- **SET TASK**
Transcribe the listing verbatim from the line containing "Q: For every instance of the white gutter" through the end of the listing, both ends included.

- **INPUT RECORDS**
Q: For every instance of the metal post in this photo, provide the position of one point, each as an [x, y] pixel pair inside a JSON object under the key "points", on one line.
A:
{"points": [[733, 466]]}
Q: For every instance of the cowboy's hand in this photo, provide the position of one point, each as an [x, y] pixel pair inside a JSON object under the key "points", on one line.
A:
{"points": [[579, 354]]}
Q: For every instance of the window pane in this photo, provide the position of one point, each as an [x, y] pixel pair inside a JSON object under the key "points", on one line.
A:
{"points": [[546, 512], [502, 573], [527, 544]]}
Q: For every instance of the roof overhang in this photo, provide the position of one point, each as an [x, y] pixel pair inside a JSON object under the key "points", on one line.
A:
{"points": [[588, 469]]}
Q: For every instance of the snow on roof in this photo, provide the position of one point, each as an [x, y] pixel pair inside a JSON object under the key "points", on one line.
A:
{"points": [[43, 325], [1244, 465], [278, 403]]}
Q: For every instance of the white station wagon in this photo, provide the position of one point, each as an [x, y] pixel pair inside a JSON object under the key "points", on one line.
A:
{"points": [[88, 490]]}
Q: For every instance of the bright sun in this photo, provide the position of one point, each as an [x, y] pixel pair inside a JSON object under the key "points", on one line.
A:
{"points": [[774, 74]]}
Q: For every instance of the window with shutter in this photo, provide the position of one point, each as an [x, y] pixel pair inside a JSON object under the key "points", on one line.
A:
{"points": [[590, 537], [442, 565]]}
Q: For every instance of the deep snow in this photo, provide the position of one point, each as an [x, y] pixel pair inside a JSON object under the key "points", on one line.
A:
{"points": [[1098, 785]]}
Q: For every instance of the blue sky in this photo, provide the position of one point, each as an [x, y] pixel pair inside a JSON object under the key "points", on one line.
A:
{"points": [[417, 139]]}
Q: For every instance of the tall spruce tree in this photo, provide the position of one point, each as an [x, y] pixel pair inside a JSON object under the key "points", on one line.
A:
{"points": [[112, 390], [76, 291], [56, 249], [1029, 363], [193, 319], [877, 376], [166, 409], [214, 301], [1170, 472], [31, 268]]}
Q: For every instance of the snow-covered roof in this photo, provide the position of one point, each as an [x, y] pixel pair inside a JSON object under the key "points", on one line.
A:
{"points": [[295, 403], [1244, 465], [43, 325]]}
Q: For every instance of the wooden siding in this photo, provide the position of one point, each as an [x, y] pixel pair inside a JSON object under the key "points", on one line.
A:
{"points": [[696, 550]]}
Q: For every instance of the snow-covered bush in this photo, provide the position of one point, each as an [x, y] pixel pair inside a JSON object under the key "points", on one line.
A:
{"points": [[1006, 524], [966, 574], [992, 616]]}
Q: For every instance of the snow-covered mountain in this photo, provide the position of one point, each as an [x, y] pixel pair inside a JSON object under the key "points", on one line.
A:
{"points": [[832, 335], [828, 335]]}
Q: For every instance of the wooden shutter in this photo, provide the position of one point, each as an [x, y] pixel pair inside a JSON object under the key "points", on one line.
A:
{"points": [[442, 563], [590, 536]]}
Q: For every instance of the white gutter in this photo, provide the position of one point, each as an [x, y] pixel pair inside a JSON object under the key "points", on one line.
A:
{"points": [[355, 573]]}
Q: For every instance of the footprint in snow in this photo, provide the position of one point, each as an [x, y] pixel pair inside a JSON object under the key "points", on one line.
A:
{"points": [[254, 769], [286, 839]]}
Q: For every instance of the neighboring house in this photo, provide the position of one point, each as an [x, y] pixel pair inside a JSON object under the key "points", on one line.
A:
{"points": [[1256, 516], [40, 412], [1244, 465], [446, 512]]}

- **RESULT FOR THIS TASK**
Q: For every instance of the white gutter in this photo, provide the position of one point, each as an [x, y] pixel pair inside a JSON object under the key "points", on one line.
A:
{"points": [[355, 573]]}
Q: For every instance of the footprint in snow in this photo, provide the position of one point, each as an [x, y] pixel pair inside a JSON object under the key "points", on one line.
A:
{"points": [[254, 769], [286, 839]]}
Q: For every instance of the neighboring house in this photo, provide the position of one point, each as an [x, y] pixel pair inside a JSON object under the key "points", on one line.
A:
{"points": [[1256, 516], [40, 412], [1244, 465], [446, 512]]}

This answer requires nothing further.